● Task
Find the line containing "Indicate a point on each instance of the car door" in the records below. Copy exactly that line and each one after it, ending at the line containing "Indicate a point on each instance of the parked", and nothing more.

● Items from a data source
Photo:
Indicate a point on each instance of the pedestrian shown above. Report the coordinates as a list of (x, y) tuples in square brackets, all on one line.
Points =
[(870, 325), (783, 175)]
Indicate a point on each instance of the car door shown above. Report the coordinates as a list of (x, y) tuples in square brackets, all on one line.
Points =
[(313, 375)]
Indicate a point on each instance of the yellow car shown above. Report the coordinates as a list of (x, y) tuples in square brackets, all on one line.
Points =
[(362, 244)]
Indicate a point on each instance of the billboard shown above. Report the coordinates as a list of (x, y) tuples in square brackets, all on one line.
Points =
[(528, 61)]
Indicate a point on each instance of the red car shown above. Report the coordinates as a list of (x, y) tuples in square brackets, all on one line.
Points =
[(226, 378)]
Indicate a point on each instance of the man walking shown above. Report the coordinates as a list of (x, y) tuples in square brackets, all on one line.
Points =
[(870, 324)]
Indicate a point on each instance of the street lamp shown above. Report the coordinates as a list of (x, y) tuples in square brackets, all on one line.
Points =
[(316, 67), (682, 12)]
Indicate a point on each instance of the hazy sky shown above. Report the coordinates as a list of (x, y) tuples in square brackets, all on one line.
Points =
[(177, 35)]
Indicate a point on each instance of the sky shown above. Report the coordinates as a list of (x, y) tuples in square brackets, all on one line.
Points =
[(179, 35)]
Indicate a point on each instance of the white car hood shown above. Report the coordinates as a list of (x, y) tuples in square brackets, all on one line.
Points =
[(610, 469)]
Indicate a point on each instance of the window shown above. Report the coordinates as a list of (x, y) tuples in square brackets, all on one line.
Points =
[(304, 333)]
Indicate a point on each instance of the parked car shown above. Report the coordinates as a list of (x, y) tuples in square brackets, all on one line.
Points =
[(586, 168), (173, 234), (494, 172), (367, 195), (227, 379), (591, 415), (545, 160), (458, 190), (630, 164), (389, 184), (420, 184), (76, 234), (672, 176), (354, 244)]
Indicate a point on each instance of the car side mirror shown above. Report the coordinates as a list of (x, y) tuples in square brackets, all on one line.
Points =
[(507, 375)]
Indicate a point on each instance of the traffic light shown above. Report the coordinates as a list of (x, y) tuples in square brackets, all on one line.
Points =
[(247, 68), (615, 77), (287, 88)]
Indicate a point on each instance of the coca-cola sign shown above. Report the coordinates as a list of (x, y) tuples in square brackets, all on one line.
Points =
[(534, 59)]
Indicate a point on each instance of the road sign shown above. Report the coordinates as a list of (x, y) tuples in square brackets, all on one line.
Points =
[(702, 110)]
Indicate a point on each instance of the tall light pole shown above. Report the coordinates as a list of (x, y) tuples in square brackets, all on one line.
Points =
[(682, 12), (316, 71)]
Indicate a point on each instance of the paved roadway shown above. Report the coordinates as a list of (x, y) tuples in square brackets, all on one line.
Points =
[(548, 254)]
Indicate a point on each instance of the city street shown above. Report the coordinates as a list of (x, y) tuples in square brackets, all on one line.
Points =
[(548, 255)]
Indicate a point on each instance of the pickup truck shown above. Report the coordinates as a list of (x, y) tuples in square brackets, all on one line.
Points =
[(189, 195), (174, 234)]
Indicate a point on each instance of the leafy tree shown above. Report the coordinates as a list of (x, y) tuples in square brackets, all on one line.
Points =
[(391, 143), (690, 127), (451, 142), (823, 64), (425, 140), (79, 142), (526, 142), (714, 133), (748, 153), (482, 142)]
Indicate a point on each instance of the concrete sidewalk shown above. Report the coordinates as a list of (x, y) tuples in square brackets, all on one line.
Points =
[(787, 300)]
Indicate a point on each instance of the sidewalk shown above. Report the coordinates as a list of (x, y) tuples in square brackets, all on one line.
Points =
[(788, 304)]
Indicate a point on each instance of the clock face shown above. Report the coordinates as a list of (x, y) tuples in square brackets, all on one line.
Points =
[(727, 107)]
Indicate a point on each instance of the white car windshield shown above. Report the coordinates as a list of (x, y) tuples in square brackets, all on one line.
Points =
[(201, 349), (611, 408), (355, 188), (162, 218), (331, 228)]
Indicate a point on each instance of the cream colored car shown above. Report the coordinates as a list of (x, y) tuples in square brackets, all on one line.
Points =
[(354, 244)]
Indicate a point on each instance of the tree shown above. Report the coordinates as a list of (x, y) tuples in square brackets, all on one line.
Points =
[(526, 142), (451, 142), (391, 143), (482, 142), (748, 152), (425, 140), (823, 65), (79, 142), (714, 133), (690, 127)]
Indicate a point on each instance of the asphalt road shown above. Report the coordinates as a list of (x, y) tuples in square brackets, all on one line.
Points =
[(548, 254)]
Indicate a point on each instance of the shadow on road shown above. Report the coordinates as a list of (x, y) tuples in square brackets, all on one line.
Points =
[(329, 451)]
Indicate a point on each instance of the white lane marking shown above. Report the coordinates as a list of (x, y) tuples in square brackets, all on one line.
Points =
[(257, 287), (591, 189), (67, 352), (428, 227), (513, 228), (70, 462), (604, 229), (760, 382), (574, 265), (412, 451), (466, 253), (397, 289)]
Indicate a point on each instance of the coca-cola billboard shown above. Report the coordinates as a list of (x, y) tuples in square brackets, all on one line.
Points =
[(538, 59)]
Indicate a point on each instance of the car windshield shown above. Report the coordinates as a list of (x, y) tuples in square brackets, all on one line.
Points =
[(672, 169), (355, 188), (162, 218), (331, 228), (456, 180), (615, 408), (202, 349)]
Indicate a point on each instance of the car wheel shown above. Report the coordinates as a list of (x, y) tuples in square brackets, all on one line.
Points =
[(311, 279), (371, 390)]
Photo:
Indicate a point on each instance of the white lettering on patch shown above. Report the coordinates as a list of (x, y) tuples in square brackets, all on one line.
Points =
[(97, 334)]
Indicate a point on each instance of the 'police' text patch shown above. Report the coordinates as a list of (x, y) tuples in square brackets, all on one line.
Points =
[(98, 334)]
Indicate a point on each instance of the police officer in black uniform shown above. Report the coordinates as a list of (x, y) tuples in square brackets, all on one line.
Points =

● Answer
Indicate a point on each instance of the car door shown above. Report the coordinates as a list of (x, y) tuples in square brackets, all on one line.
Points =
[(313, 375)]
Indicate a point on each instance of the yellow car shown above. Report the coordinates as a list of (x, y) tuples in square brackets, all on one line.
Points =
[(362, 244)]
Indicate a point on each instance of the billboard shown above. Report the coordinates as a list of (x, y) tuples in square brackets, all on one line.
Points =
[(528, 61)]
Indicate a point on each instance of the red car shown above. Report the coordinates as a list of (x, y) tuples in square brackets, all on one line.
Points =
[(226, 378)]
Indicate a point on each instance of the man walking shown above. Report the coordinates as a list of (x, y) tuples in square brackets, all on one line.
Points =
[(870, 324)]
Indicate a point on each instance of the street lamp shown above. Report the coordinates as a list of (x, y) tuples in square brackets, all on one line.
Points =
[(316, 67), (682, 12)]
Indicate a point on each instance of the hazy sky shown above. Report the coordinates as a list of (x, y) tuples in square brackets, all on one line.
Points =
[(177, 35)]
Indicate a point on each instance of the sky shown above. Report the coordinates as a list of (x, y) tuples in square brackets, all on one line.
Points =
[(179, 35)]
Indicate a point on each instance of the white car hood shown above. Report the coordinates as a list of (x, y) tuples in square brackets, all on one line.
Points =
[(610, 469)]
Indicate a point on each instance of the window shown above. Report the coordinates as a list of (x, y) tuples in square brackets, all on one line.
Points =
[(304, 333)]
Indicate a point on each instance of the parked car shown above. Report the coordinates as a list of (x, y) tuples in square brackets, all on one line.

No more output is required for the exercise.